AIM 1: Gather every line in the records that contains the word "above".

TEXT TO READ:
Obama and Pickens both getting energy wrong - Granite Grok

Obama and Pickens both getting energy wrong

My take?  Alternative energy is fine.  Good to a point.  But not price competitive by a long shot – that’s why that field died in the 70s when the tax credits panned out (and my solar water heater panned out too when the company went bust).  That’s also why the solar, wind, biofuels folks are all jumping for joy as that $700 Billion monstrosity of a bailout bill (yeah, THAT worked out so well this week, eh?) was passed.  Because it did, their precious tax credits were extended.

And they all knew it – without the subsidy of the Feds, they’d be rolling over and closing the doors.

But that’s not the point of this post.  What is, is the misinformation from both T. Boone Pickens and Barack Obama over their claims that we way overuse oil with respect to world’s reserves.

IBD takes them both to task (emphasis mine):

Just as he said during the Sept. 26 University of Mississippi debate with John McCain, the Illinois Democrat claimed during the Nashville town hall setting that "we have 3% of the world’s oil reserves and we use 25% of the world’s oil. So what that means is that we can’t simply drill our way out of the problem."

It’s disappointing that McCain failed to call out Obama on his figures, because he had an opening big enough to drive an Exxon Mobil tanker truck through.

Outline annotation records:
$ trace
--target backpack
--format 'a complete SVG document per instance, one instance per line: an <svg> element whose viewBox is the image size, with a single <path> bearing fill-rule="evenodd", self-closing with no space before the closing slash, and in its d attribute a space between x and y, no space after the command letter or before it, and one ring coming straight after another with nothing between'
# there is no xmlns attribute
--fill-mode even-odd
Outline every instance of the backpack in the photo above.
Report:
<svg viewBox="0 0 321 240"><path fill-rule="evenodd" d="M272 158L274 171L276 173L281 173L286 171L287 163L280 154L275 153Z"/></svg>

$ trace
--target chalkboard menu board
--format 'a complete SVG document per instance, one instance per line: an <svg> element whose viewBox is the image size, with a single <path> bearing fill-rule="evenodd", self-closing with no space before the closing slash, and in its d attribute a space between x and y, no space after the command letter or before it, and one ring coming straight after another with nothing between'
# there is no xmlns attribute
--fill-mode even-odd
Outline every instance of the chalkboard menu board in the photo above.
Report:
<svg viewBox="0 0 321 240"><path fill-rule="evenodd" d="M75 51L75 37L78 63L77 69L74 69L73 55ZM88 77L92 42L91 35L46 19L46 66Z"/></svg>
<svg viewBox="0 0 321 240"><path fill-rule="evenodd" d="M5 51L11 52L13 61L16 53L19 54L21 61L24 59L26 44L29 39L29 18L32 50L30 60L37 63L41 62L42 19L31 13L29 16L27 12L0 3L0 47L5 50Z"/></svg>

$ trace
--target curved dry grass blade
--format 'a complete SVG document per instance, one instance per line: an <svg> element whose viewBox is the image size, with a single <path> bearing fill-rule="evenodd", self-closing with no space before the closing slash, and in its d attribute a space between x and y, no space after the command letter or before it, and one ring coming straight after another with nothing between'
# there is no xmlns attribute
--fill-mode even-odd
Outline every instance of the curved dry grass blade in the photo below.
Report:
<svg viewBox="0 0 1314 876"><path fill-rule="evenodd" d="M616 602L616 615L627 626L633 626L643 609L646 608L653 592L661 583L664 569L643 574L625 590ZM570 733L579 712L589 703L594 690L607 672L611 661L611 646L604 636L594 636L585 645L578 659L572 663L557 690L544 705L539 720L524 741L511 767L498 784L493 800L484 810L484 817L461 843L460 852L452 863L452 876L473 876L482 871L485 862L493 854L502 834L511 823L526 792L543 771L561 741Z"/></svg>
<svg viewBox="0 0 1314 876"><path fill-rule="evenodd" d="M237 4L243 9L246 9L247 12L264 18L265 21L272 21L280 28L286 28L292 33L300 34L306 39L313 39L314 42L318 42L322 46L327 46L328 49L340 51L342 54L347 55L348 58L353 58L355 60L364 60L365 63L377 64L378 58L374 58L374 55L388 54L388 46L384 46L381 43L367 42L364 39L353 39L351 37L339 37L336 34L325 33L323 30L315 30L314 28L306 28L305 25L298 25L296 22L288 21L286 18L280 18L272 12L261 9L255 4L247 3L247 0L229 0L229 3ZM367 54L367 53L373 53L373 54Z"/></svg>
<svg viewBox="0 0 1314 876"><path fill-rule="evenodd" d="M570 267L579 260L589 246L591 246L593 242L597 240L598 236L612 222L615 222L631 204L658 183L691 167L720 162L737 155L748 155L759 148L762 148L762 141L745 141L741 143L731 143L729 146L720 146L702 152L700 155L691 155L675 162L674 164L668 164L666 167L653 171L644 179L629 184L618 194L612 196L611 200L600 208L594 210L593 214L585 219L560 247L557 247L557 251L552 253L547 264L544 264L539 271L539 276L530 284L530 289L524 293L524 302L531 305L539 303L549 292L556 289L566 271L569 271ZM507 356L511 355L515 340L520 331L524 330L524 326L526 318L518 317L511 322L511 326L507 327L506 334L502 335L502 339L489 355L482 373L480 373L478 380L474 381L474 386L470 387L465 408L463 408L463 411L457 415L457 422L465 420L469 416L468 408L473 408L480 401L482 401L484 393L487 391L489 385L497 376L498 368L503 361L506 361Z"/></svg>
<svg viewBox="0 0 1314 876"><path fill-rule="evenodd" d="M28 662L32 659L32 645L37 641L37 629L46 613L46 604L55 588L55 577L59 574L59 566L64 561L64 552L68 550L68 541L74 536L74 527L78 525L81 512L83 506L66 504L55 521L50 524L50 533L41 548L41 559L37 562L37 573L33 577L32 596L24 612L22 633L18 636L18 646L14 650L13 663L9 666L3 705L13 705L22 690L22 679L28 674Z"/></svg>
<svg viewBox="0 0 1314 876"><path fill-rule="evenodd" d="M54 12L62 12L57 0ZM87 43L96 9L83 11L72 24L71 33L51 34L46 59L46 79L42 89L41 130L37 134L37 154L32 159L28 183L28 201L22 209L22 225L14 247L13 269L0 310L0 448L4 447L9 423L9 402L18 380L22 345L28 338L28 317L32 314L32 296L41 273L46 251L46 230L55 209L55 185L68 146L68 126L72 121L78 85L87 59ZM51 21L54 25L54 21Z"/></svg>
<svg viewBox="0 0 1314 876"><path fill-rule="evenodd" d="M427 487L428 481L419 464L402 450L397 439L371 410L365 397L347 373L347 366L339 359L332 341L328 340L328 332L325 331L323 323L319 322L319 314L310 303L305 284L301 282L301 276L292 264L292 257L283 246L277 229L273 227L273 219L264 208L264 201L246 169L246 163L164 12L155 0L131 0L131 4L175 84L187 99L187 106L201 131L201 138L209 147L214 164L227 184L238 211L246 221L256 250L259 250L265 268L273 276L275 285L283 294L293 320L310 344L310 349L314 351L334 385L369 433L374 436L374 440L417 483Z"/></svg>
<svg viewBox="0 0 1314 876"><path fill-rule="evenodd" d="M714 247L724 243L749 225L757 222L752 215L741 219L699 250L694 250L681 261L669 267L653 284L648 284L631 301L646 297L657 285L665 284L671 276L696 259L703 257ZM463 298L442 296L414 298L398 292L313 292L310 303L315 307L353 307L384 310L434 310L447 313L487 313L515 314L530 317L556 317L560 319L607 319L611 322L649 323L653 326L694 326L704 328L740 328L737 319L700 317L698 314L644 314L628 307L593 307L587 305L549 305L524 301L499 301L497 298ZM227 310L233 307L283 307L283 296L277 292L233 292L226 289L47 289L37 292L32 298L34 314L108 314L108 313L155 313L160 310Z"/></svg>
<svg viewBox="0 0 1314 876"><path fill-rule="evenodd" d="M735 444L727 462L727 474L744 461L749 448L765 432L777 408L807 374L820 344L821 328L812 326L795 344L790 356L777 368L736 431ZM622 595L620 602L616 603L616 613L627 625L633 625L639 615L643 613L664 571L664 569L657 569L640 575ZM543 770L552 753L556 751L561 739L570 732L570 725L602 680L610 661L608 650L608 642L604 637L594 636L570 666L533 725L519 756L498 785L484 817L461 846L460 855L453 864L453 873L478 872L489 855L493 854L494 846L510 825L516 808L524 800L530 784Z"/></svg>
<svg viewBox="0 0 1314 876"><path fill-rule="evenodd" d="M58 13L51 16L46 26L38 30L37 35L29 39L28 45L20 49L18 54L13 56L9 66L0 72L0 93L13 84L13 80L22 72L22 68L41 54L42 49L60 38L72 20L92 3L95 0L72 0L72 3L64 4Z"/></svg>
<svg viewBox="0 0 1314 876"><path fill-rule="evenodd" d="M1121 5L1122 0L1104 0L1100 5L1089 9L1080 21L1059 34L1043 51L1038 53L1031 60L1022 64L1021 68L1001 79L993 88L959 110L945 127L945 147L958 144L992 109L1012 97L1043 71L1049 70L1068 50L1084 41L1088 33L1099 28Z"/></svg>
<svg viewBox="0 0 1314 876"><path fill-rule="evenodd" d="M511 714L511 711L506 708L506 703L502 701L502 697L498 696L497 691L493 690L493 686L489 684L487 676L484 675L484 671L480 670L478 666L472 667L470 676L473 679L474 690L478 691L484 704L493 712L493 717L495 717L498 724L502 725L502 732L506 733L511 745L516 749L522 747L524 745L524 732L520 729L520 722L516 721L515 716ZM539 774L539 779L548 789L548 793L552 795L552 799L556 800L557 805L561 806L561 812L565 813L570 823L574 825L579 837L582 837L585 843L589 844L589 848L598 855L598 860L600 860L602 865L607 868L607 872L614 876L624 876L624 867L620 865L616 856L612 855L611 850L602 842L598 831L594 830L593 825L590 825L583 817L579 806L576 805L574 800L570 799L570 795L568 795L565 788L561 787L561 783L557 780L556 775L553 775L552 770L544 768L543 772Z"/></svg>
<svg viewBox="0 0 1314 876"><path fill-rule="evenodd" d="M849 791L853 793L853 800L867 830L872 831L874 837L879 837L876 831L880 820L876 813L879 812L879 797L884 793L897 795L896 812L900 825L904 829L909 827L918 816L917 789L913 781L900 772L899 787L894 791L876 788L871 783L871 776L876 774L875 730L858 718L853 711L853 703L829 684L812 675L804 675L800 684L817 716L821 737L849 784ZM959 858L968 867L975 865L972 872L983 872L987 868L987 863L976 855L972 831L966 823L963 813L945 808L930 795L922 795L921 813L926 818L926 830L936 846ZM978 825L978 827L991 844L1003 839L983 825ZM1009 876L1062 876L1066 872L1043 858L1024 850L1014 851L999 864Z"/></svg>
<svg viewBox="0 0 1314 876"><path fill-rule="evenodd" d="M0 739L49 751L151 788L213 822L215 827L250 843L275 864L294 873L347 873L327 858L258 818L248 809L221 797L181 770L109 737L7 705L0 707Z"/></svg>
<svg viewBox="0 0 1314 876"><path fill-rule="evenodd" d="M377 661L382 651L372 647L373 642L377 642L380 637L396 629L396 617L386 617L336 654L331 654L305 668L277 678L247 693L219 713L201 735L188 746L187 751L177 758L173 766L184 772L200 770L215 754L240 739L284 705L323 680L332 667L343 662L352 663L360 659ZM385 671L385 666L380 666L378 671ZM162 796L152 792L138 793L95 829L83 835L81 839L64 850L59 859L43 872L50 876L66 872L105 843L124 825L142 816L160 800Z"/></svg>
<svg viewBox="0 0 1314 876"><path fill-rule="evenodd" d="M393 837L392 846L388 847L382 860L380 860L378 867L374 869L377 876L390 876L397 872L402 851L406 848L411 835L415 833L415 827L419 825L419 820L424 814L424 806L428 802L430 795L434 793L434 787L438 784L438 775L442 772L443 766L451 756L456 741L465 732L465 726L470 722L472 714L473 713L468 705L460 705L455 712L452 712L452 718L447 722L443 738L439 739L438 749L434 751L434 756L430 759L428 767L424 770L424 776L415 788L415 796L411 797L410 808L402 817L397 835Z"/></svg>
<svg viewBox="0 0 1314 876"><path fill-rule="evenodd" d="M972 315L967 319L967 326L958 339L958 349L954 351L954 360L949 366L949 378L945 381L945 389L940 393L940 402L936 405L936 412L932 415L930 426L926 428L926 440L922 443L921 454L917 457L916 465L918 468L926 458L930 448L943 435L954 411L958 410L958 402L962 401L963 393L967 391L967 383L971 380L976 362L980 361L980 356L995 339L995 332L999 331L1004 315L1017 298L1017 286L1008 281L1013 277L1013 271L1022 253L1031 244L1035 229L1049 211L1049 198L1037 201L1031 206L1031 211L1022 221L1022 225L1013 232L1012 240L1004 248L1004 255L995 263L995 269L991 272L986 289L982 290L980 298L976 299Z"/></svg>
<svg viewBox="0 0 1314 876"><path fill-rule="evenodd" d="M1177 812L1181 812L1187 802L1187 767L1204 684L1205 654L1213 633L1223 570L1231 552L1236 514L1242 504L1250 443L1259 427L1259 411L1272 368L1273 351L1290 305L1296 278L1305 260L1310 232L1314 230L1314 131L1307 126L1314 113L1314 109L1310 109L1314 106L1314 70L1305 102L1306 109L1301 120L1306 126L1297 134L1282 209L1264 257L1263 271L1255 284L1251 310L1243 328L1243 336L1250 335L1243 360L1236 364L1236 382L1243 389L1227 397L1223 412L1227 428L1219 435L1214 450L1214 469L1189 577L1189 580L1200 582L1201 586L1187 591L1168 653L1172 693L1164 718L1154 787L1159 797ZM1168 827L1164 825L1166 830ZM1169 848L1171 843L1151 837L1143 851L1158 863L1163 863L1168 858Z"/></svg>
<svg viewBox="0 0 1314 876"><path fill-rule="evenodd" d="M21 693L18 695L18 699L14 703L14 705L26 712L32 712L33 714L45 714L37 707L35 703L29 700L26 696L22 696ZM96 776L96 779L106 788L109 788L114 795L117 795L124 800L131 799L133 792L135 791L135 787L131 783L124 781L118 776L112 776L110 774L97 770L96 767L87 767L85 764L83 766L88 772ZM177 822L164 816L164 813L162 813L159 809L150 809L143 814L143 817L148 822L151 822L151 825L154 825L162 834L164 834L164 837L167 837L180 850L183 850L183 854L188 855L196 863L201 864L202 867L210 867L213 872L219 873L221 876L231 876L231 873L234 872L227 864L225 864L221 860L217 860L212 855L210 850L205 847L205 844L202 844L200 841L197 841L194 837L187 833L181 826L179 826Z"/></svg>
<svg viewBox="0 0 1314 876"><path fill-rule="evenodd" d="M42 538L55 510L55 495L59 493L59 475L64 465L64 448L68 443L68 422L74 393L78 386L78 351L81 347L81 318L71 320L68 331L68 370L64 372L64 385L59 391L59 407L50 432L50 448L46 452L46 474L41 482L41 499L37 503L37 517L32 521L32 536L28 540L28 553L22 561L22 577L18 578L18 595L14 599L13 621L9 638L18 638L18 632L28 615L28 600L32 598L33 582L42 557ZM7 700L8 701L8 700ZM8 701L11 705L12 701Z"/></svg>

AIM 2: Write the next part of the blog post on Obama, Pickens, and oil reserves, picking up after its last sentence.

RESULT 1:
Outline every instance of the backpack in the photo above.
Outline every instance of the chalkboard menu board in the photo above.

RESULT 2:
The problem isn’t Obama’s claim about consumption. The U.S. does go through about a quarter of the oil used across the globe (it also, by the way, produces 28% of the world’s goods and services, but that’s another story).

No, the real problem is that the oft-repeated claim of the U.S. having 3% or less of world reserves doesn’t stand up.

Obsolete figures show that the U.S. holds just 20 billion of the 1.3 trillion barrels of the world’s crude reserves.

But that doesn’t include the estimated 200 billion barrels of oil trapped below two miles of shale in the Bakken Formation, a wildly rich reserve that stretches through Montana and North Dakota.

Neither do Obama’s shock data include the more than 130 billion barrels off our coasts that Congress had placed off limits, nor the 1.2 trillion to 1.8 trillion barrels of shale oil in the Green River Formation in Colorado, Utah and Wyoming.

And we haven’t even mentioned Alaska’s Arctic National Wildlife Refuge, where 10 billion to 20 billion barrels of easily tapped oil have been sitting idle for decades because a majority of policymakers are cowed by pressure from environmental groups and won’t allow drilling in this remote and desolate area.

At one time, Canada was ranked 21st in global oil reserves. It is now second, behind only Saudi Arabia. Its ranking jumped when the U.S. Energy Department formally recognized that the Canadian tar sands hold about 175 billion barrels of oil that is recoverable with current technology under recent economic conditions.

Where will the U.S., currently 11th in the world, land in the rankings when politicians and radical special interests can no longer deny geological and technological realities?

Make your arguments – just do it with up-to-date facts.  Problem is, facts seem to make arguments burn up and go away….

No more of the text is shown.